Dataset excerpts
────────────────────

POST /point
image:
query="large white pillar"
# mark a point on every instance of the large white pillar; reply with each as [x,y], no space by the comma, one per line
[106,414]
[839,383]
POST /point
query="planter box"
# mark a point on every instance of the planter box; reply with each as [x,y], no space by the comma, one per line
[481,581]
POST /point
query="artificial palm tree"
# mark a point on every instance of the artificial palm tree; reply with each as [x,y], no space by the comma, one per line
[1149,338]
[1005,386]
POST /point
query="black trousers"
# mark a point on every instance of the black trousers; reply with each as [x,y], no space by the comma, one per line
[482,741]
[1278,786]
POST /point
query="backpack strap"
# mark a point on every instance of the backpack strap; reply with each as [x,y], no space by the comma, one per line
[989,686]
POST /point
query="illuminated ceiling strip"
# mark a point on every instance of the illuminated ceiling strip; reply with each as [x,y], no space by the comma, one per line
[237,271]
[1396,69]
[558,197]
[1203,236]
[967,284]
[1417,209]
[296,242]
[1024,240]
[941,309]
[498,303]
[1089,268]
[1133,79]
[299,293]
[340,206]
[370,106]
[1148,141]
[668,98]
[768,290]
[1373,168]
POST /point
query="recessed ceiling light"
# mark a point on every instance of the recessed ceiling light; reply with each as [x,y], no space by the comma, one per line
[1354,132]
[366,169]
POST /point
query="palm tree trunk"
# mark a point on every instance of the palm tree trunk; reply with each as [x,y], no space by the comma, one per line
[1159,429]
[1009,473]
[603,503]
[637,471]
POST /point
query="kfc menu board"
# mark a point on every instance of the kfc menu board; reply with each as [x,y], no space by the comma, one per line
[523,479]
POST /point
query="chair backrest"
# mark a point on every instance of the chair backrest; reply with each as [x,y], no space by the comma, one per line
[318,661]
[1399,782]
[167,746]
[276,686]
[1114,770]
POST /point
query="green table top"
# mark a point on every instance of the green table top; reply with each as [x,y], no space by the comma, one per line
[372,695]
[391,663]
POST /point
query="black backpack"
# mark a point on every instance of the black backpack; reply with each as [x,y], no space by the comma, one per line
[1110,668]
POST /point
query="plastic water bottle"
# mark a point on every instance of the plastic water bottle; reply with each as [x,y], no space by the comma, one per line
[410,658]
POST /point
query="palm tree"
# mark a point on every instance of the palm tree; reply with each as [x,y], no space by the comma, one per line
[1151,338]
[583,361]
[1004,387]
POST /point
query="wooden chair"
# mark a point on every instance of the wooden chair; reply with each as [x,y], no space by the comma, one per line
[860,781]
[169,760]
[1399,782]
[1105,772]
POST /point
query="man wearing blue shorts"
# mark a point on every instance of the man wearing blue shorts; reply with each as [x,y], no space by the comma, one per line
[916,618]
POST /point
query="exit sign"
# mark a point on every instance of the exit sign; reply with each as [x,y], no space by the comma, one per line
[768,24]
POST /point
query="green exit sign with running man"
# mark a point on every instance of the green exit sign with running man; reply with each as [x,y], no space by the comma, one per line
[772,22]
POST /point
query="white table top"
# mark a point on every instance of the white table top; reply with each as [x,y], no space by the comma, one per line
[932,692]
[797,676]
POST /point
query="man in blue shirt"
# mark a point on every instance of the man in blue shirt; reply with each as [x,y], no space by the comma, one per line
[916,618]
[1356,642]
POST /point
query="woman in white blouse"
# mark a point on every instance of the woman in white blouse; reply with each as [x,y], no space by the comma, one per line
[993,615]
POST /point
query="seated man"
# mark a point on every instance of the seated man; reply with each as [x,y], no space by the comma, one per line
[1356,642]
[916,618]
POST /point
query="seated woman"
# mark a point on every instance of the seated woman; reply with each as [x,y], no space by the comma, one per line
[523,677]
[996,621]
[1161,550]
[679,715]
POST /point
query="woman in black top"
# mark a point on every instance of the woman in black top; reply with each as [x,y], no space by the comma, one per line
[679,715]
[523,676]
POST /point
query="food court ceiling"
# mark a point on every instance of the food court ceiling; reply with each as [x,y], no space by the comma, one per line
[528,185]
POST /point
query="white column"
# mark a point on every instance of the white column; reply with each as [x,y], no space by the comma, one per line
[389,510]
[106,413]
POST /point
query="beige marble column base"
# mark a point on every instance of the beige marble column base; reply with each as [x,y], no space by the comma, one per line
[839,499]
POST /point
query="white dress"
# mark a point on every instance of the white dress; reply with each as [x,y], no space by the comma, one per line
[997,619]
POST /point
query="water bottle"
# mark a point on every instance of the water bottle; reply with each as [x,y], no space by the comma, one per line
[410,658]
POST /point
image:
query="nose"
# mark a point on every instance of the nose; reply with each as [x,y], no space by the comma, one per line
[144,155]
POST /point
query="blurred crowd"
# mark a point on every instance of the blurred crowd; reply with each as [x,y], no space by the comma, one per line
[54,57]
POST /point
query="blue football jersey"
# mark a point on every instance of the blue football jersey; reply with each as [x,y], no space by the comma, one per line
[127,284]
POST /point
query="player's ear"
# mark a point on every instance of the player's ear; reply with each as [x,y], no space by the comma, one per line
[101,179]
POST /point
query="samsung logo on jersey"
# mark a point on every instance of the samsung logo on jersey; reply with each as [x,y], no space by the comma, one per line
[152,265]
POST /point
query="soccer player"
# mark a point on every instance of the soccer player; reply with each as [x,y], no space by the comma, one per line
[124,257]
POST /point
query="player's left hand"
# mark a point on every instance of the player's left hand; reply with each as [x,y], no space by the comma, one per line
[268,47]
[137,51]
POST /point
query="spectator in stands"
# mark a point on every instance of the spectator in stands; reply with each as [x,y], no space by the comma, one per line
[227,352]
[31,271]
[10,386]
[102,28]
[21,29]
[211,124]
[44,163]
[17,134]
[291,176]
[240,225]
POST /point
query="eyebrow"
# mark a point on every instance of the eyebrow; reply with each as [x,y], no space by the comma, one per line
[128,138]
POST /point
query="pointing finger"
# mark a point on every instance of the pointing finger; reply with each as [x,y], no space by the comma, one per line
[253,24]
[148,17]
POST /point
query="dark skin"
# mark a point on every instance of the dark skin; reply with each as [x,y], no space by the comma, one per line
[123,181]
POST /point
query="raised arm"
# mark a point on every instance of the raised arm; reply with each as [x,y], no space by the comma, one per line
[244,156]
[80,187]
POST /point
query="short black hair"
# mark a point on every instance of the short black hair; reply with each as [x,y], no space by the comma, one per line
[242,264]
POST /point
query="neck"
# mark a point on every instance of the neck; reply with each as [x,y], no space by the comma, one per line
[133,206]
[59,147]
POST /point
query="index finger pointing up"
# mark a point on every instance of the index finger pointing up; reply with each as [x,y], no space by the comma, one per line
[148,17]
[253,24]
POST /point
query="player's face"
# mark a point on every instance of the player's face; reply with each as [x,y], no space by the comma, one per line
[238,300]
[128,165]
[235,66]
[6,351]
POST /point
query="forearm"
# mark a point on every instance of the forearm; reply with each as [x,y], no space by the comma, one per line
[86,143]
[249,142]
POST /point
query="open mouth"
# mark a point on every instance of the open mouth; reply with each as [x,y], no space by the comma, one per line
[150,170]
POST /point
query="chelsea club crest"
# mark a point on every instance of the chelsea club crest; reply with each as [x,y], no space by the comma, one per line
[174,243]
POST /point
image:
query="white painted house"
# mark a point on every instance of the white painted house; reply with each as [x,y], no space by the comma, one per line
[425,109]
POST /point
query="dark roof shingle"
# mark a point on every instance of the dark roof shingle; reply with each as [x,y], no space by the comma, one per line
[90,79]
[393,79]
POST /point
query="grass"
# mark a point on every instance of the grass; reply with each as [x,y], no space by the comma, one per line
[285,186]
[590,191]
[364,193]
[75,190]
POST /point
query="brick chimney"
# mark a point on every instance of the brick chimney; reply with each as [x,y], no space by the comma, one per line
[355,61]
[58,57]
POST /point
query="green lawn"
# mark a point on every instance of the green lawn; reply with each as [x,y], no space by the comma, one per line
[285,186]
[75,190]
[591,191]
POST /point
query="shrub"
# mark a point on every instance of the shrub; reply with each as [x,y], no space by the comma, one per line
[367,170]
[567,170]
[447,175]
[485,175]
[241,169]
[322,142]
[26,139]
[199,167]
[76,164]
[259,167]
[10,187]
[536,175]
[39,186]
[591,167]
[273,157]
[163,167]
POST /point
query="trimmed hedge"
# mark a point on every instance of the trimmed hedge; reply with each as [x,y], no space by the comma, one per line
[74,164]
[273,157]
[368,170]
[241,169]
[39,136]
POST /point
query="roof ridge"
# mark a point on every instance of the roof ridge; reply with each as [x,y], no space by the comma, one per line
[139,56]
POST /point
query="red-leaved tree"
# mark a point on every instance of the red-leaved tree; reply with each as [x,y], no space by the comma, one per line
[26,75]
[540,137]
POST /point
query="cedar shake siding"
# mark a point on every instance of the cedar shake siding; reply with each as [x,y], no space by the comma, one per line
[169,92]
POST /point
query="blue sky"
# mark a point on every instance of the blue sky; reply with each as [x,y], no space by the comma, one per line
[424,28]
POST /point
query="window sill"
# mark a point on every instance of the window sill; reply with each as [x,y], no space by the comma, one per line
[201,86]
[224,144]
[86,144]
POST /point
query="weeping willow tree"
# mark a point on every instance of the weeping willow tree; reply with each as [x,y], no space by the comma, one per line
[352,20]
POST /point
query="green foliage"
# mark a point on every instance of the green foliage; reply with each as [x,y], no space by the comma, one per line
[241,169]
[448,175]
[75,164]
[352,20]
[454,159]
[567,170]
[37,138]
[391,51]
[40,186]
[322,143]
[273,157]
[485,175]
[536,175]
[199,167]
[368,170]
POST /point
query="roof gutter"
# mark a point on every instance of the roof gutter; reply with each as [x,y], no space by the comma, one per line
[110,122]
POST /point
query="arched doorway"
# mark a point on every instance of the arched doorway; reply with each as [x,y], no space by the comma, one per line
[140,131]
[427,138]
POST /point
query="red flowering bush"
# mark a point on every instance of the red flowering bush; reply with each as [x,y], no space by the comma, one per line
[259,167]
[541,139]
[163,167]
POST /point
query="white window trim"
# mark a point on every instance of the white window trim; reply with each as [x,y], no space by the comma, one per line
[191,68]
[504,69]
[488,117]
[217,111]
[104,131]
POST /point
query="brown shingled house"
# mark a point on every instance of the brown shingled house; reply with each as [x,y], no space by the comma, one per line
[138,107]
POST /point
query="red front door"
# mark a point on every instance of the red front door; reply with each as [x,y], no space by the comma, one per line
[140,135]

────────────────────

▶ [Problem statement] Beginning with the line that contains "# mark a point on every instance of the window", quote each line exactly through the last line of the entries above, and nothing beyond them.

▶ [Exercise answer]
# mark a point on every instance of the window sill; reply with each as [x,y], no space by the comma, one per line
[201,86]
[224,144]
[86,144]
POST /point
query="weeping willow tree"
# mark a point on every instance of the weeping willow tree; reply with each as [x,y], no space by the comma, one per line
[352,20]
POST /point
query="green foliage"
# mark a point on every instance of the green foliage; reply with each as [x,y], no space by the comma, one per line
[241,169]
[448,175]
[75,164]
[352,20]
[454,159]
[567,170]
[37,138]
[391,51]
[40,186]
[322,143]
[273,157]
[485,175]
[536,175]
[199,167]
[368,170]
POST /point
query="roof gutter"
# mark a point on every instance of the roof gutter; reply with each as [x,y], no space by the comma, one per line
[110,122]
POST /point
query="arched doorway"
# mark a point on every instance of the arched doorway; reply with each as [x,y], no space by the comma, one per line
[140,131]
[427,138]
POST /point
query="red flowering bush"
# mark a point on every instance of the red flowering bush; reply with each as [x,y], no space by the comma, one per line
[259,167]
[541,139]
[163,167]
POST /point
query="white window trim"
# mark a point on every instance of the white window trim; reply with each as [x,y], no space by the comma, one per line
[191,68]
[504,69]
[488,117]
[217,111]
[104,131]
POST /point
query="brown shingled house"
# mark a point on every instance of the brown shingled house; reply with each as [x,y], no space by the comma, one per line
[138,107]
POST /point
query="red front door"
# mark a point on every instance of the red front door; reply with each as [x,y], no space by the comma, one per line
[140,135]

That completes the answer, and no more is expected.